• Fragment do przeczytania:
* * *
Nauczyciel-wychowawca wobec skutków rewolucji seksualnej

Małgorzata Jałocho

publikacja 01.02.2007 12:08

Teologia ciała Jana Pawła II jest, jak do tej pory, najbardziej twórczą, chrześcijańską odpowiedzią na seksualną rewolucję i dokonane przez nią spustoszenie ludzkiej osoby. - George Weigel, „Świadek nadziei” Pressje, 8/2006

Nauczyciel-wychowawca wobec skutków rewolucji seksualnej




Niewątpliwie jednym z największych wyzwań dla nauczyciela–wychowawcy, a szczególnie dla wychowawcy do życia w rodzinie, są skutki rewolucji seksualnej lat 60., do których należą między innymi: uprzedmiotowienie ciała; niszczenie rodziny; podważenie ludzkiej rozumności na rzecz niekontrolowanych uczuć; szkodliwa mitologia erotyzmu głosząca, iż spontaniczne zachowania i akty seksualne są najwyższym i jedynym źródłem szczęścia; itp. Wszystkie te negatywne zjawiska są, oczywiście, bez przerwy wzmacniane przez kulturę masową i jej potężne narzędzia: media, modę, przemysł farmaceutyczny i kosmetyczny, itp.
* * *
• Wpisy z danymi:
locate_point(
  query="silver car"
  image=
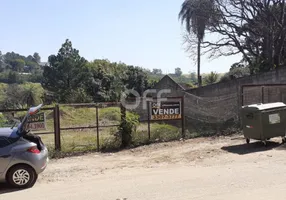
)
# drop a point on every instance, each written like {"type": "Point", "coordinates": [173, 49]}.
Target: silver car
{"type": "Point", "coordinates": [22, 155]}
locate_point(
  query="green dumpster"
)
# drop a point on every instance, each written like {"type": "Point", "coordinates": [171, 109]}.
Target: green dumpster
{"type": "Point", "coordinates": [264, 121]}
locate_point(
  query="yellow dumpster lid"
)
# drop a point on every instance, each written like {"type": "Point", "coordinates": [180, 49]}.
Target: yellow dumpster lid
{"type": "Point", "coordinates": [266, 106]}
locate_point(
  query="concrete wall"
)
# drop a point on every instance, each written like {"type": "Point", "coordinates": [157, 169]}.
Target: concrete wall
{"type": "Point", "coordinates": [223, 88]}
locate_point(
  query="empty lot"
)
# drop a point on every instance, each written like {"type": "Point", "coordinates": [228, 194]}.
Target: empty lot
{"type": "Point", "coordinates": [203, 168]}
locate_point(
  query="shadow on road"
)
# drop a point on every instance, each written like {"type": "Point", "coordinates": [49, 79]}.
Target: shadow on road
{"type": "Point", "coordinates": [253, 147]}
{"type": "Point", "coordinates": [5, 189]}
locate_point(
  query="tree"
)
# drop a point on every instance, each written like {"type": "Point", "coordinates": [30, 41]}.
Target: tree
{"type": "Point", "coordinates": [66, 72]}
{"type": "Point", "coordinates": [157, 71]}
{"type": "Point", "coordinates": [178, 71]}
{"type": "Point", "coordinates": [136, 79]}
{"type": "Point", "coordinates": [237, 70]}
{"type": "Point", "coordinates": [211, 78]}
{"type": "Point", "coordinates": [37, 57]}
{"type": "Point", "coordinates": [197, 16]}
{"type": "Point", "coordinates": [254, 29]}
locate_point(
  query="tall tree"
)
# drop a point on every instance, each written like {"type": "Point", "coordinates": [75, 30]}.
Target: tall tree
{"type": "Point", "coordinates": [178, 71]}
{"type": "Point", "coordinates": [197, 15]}
{"type": "Point", "coordinates": [37, 57]}
{"type": "Point", "coordinates": [65, 72]}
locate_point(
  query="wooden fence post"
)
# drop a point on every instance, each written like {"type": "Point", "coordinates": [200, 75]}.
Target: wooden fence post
{"type": "Point", "coordinates": [123, 121]}
{"type": "Point", "coordinates": [57, 128]}
{"type": "Point", "coordinates": [183, 116]}
{"type": "Point", "coordinates": [97, 129]}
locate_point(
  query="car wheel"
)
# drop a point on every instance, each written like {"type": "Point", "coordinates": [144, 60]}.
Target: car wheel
{"type": "Point", "coordinates": [22, 176]}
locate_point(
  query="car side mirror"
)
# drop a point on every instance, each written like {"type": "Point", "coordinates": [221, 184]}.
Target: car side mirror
{"type": "Point", "coordinates": [35, 110]}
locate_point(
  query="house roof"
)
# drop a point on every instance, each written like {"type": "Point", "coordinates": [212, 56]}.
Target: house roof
{"type": "Point", "coordinates": [183, 86]}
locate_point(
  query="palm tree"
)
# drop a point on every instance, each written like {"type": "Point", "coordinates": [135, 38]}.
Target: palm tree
{"type": "Point", "coordinates": [197, 15]}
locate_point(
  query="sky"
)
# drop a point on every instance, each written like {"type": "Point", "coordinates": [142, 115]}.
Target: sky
{"type": "Point", "coordinates": [142, 33]}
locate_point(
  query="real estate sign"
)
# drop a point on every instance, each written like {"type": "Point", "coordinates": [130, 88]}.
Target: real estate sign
{"type": "Point", "coordinates": [163, 110]}
{"type": "Point", "coordinates": [37, 122]}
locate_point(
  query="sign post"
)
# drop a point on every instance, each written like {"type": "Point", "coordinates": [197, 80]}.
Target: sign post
{"type": "Point", "coordinates": [37, 122]}
{"type": "Point", "coordinates": [170, 109]}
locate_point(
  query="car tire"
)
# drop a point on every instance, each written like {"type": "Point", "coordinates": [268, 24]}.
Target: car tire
{"type": "Point", "coordinates": [21, 176]}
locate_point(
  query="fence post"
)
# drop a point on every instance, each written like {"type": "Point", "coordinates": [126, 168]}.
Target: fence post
{"type": "Point", "coordinates": [57, 128]}
{"type": "Point", "coordinates": [149, 122]}
{"type": "Point", "coordinates": [123, 121]}
{"type": "Point", "coordinates": [262, 94]}
{"type": "Point", "coordinates": [97, 129]}
{"type": "Point", "coordinates": [183, 116]}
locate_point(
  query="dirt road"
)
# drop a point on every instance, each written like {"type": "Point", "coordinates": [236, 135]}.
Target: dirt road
{"type": "Point", "coordinates": [220, 168]}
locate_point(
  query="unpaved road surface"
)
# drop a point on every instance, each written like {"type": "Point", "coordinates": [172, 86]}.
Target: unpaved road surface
{"type": "Point", "coordinates": [204, 168]}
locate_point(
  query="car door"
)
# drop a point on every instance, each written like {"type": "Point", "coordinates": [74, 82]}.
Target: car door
{"type": "Point", "coordinates": [5, 157]}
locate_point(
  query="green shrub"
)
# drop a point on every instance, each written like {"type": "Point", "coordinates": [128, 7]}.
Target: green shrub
{"type": "Point", "coordinates": [127, 127]}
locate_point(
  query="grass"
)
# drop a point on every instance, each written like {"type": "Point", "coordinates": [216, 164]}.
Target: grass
{"type": "Point", "coordinates": [77, 141]}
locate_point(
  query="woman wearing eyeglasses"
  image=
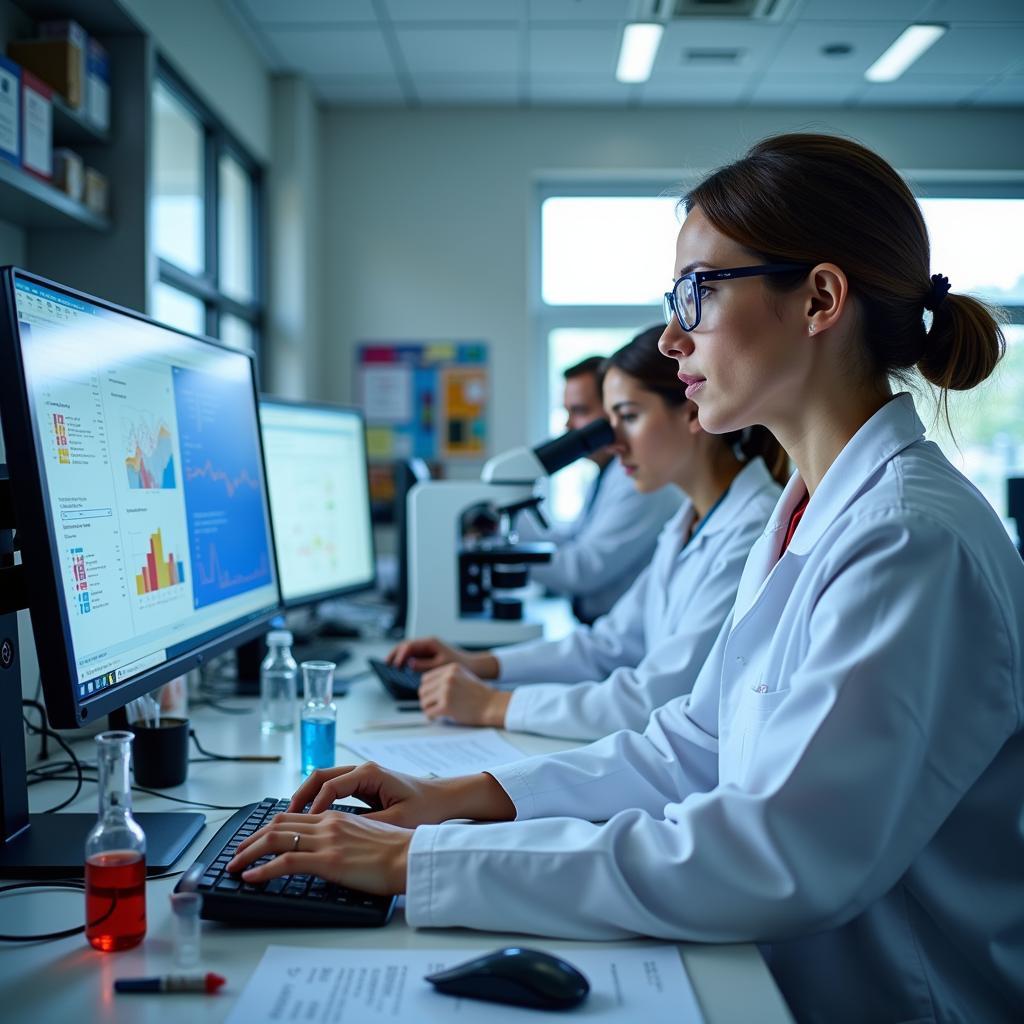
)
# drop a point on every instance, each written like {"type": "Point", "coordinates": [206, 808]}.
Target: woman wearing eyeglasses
{"type": "Point", "coordinates": [651, 644]}
{"type": "Point", "coordinates": [844, 783]}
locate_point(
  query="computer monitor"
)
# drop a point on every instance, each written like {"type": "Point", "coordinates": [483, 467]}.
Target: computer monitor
{"type": "Point", "coordinates": [320, 499]}
{"type": "Point", "coordinates": [137, 482]}
{"type": "Point", "coordinates": [408, 472]}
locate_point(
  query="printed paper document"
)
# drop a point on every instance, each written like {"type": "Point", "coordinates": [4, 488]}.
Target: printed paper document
{"type": "Point", "coordinates": [359, 986]}
{"type": "Point", "coordinates": [461, 754]}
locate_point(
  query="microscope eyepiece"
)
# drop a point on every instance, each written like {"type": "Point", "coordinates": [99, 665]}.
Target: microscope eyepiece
{"type": "Point", "coordinates": [558, 454]}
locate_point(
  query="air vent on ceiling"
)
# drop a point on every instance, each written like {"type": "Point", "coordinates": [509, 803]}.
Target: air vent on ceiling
{"type": "Point", "coordinates": [751, 10]}
{"type": "Point", "coordinates": [712, 56]}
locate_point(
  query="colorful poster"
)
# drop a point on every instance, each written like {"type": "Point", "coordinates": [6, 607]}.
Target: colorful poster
{"type": "Point", "coordinates": [422, 399]}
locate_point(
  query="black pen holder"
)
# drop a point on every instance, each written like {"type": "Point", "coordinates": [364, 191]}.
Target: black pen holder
{"type": "Point", "coordinates": [160, 754]}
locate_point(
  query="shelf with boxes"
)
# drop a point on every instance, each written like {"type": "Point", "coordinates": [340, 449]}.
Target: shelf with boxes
{"type": "Point", "coordinates": [54, 95]}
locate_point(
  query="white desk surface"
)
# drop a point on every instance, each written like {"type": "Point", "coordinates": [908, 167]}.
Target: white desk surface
{"type": "Point", "coordinates": [67, 980]}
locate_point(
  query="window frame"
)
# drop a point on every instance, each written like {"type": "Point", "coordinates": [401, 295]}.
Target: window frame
{"type": "Point", "coordinates": [217, 141]}
{"type": "Point", "coordinates": [548, 317]}
{"type": "Point", "coordinates": [924, 184]}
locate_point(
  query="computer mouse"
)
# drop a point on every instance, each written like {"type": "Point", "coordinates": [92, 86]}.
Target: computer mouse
{"type": "Point", "coordinates": [523, 977]}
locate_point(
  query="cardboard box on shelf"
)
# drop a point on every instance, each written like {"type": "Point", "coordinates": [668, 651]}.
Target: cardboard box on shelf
{"type": "Point", "coordinates": [97, 86]}
{"type": "Point", "coordinates": [54, 61]}
{"type": "Point", "coordinates": [10, 111]}
{"type": "Point", "coordinates": [69, 173]}
{"type": "Point", "coordinates": [96, 192]}
{"type": "Point", "coordinates": [77, 39]}
{"type": "Point", "coordinates": [37, 126]}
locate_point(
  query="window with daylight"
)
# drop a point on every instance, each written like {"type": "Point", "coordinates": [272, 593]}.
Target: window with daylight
{"type": "Point", "coordinates": [206, 220]}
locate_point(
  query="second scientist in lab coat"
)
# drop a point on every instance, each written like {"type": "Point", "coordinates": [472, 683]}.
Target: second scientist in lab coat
{"type": "Point", "coordinates": [651, 645]}
{"type": "Point", "coordinates": [605, 548]}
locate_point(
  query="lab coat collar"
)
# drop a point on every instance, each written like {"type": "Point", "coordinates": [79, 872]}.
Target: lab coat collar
{"type": "Point", "coordinates": [889, 431]}
{"type": "Point", "coordinates": [748, 483]}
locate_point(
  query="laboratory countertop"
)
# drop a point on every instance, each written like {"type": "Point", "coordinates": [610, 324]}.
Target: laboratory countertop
{"type": "Point", "coordinates": [68, 980]}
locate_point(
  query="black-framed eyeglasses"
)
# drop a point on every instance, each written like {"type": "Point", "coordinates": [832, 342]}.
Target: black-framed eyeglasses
{"type": "Point", "coordinates": [684, 299]}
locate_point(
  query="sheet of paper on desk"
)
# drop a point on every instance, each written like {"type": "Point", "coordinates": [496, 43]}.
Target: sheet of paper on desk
{"type": "Point", "coordinates": [465, 752]}
{"type": "Point", "coordinates": [358, 986]}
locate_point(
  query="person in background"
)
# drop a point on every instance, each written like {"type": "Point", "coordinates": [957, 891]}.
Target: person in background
{"type": "Point", "coordinates": [651, 645]}
{"type": "Point", "coordinates": [843, 784]}
{"type": "Point", "coordinates": [605, 548]}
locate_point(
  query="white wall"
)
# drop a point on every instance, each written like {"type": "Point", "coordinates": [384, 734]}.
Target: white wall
{"type": "Point", "coordinates": [428, 213]}
{"type": "Point", "coordinates": [206, 45]}
{"type": "Point", "coordinates": [294, 256]}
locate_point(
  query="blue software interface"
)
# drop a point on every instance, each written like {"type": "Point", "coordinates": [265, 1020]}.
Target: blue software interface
{"type": "Point", "coordinates": [154, 482]}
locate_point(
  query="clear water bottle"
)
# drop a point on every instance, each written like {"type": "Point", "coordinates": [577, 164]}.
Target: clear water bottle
{"type": "Point", "coordinates": [115, 855]}
{"type": "Point", "coordinates": [279, 677]}
{"type": "Point", "coordinates": [320, 716]}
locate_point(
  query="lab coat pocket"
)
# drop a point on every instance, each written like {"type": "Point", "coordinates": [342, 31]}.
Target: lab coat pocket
{"type": "Point", "coordinates": [756, 708]}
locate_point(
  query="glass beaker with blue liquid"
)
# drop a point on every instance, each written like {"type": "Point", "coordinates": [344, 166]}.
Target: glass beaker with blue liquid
{"type": "Point", "coordinates": [318, 716]}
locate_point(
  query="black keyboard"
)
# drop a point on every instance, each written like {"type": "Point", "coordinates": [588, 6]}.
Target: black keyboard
{"type": "Point", "coordinates": [402, 684]}
{"type": "Point", "coordinates": [291, 900]}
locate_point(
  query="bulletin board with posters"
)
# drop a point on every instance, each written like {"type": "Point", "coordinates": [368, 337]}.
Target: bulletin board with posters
{"type": "Point", "coordinates": [422, 400]}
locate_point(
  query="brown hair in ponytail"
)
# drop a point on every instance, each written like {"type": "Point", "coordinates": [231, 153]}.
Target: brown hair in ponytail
{"type": "Point", "coordinates": [815, 199]}
{"type": "Point", "coordinates": [641, 359]}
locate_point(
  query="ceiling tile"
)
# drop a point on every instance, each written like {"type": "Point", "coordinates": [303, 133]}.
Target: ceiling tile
{"type": "Point", "coordinates": [863, 10]}
{"type": "Point", "coordinates": [976, 10]}
{"type": "Point", "coordinates": [469, 89]}
{"type": "Point", "coordinates": [1006, 92]}
{"type": "Point", "coordinates": [801, 53]}
{"type": "Point", "coordinates": [696, 89]}
{"type": "Point", "coordinates": [333, 51]}
{"type": "Point", "coordinates": [973, 50]}
{"type": "Point", "coordinates": [455, 10]}
{"type": "Point", "coordinates": [307, 11]}
{"type": "Point", "coordinates": [579, 90]}
{"type": "Point", "coordinates": [454, 51]}
{"type": "Point", "coordinates": [351, 89]}
{"type": "Point", "coordinates": [593, 50]}
{"type": "Point", "coordinates": [581, 10]}
{"type": "Point", "coordinates": [812, 90]}
{"type": "Point", "coordinates": [922, 91]}
{"type": "Point", "coordinates": [756, 44]}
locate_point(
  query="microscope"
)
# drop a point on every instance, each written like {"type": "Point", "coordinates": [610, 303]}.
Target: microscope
{"type": "Point", "coordinates": [464, 588]}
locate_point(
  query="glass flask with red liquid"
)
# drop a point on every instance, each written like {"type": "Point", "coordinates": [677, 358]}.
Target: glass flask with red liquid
{"type": "Point", "coordinates": [115, 855]}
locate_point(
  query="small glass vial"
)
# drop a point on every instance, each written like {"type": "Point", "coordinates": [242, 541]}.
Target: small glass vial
{"type": "Point", "coordinates": [185, 928]}
{"type": "Point", "coordinates": [278, 683]}
{"type": "Point", "coordinates": [318, 716]}
{"type": "Point", "coordinates": [115, 855]}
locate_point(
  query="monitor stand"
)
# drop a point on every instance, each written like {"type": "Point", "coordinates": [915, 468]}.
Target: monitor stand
{"type": "Point", "coordinates": [51, 846]}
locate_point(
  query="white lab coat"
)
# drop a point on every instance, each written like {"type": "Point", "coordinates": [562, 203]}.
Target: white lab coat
{"type": "Point", "coordinates": [651, 645]}
{"type": "Point", "coordinates": [601, 553]}
{"type": "Point", "coordinates": [845, 782]}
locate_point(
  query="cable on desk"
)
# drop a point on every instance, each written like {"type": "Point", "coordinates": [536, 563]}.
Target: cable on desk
{"type": "Point", "coordinates": [69, 885]}
{"type": "Point", "coordinates": [72, 885]}
{"type": "Point", "coordinates": [44, 729]}
{"type": "Point", "coordinates": [210, 756]}
{"type": "Point", "coordinates": [209, 697]}
{"type": "Point", "coordinates": [157, 793]}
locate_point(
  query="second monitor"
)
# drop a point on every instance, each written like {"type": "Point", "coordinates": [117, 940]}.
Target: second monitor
{"type": "Point", "coordinates": [318, 481]}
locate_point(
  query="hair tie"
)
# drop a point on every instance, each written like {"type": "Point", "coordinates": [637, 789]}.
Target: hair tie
{"type": "Point", "coordinates": [937, 293]}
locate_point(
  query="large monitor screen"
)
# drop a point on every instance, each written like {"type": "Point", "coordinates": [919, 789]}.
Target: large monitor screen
{"type": "Point", "coordinates": [147, 449]}
{"type": "Point", "coordinates": [320, 498]}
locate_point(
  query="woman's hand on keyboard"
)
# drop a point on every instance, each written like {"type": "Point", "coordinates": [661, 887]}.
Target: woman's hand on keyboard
{"type": "Point", "coordinates": [342, 848]}
{"type": "Point", "coordinates": [425, 653]}
{"type": "Point", "coordinates": [454, 692]}
{"type": "Point", "coordinates": [406, 800]}
{"type": "Point", "coordinates": [399, 800]}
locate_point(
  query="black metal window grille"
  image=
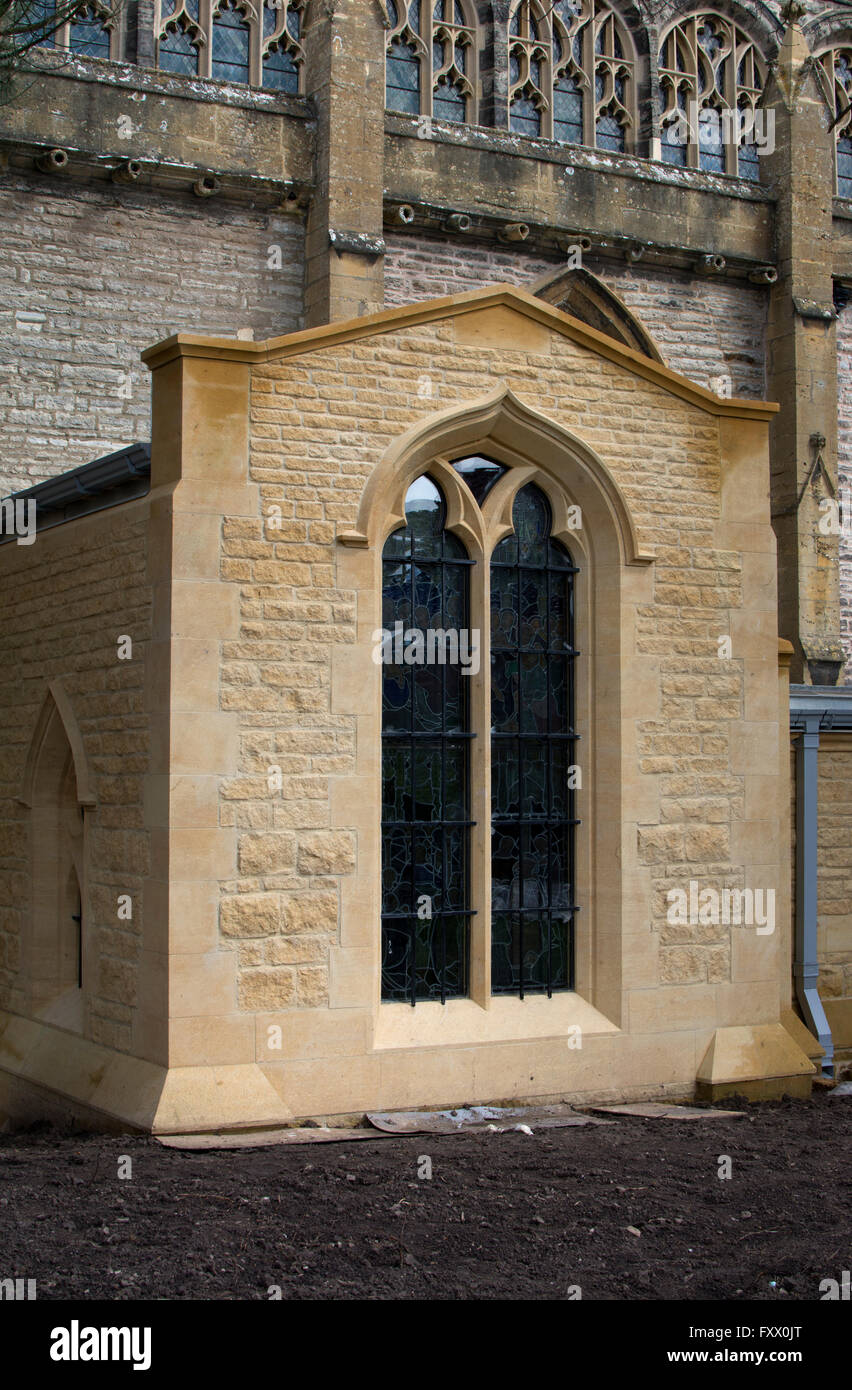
* * *
• Zadanie pisemne 1:
Zamień na krótszą listę akapit fragmentu zaczynający się od słów „Niewątpliwie jednym z największych wyzwań”. Zachowaj jego główne informacje.
• Zadanie pisemne 2:
Przepisz dosłownie z fragmentu tekst od słów „Teologia ciała Jana” aż do słów „i kosmetyczny, itp.” włącznie.
• Zadanie pisemne 3:
Odpowiedz na podstawie fragmentu:
(a) Kto jest autorką?
(b) Kiedy nastąpiła publikacja?
(c) Co według cytowanych słów George'a Weigela jest najbardziej twórczą, chrześcijańską odpowiedzią na rewolucję seksualną?

• Odpowiedź 1:
- Skutki rewolucji seksualnej lat 60. to jedno z największych wyzwań dla nauczyciela-wychowawcy, zwłaszcza dla wychowawcy do życia w rodzinie.
- Należą do nich między innymi:
  - uprzedmiotowienie ciała,
  - niszczenie rodziny,
  - podważenie ludzkiej rozumności na rzecz niekontrolowanych uczuć,
  - szkodliwa mitologia erotyzmu, według której spontaniczne zachowania i akty seksualne są najwyższym i jedynym źródłem szczęścia.
- Zjawiska te stale wzmacnia kultura masowa przez media, modę oraz przemysł farmaceutyczny i kosmetyczny.

• Odpowiedź 2:
Teologia ciała Jana Pawła II jest, jak do tej pory, najbardziej twórczą, chrześcijańską odpowiedzią na seksualną rewolucję i dokonane przez nią spustoszenie ludzkiej osoby. - George Weigel, „Świadek nadziei” Pressje, 8/2006

Nauczyciel-wychowawca wobec skutków rewolucji seksualnej




Niewątpliwie jednym z największych wyzwań dla nauczyciela–wychowawcy, a szczególnie dla wychowawcy do życia w rodzinie, są skutki rewolucji seksualnej lat 60., do których należą między innymi: uprzedmiotowienie ciała; niszczenie rodziny; podważenie ludzkiej rozumności na rzecz niekontrolowanych uczuć; szkodliwa mitologia erotyzmu głosząca, iż spontaniczne zachowania i akty seksualne są najwyższym i jedynym źródłem szczęścia; itp. Wszystkie te negatywne zjawiska są, oczywiście, bez przerwy wzmacniane przez kulturę masową i jej potężne narzędzia: media, modę, przemysł farmaceutyczny i kosmetyczny, itp.

• Odpowiedź 3:
(a) Małgorzata Jałocho.
(b) 01.02.2007 o godzinie 12:08.
(c) Teologia ciała Jana Pawła II.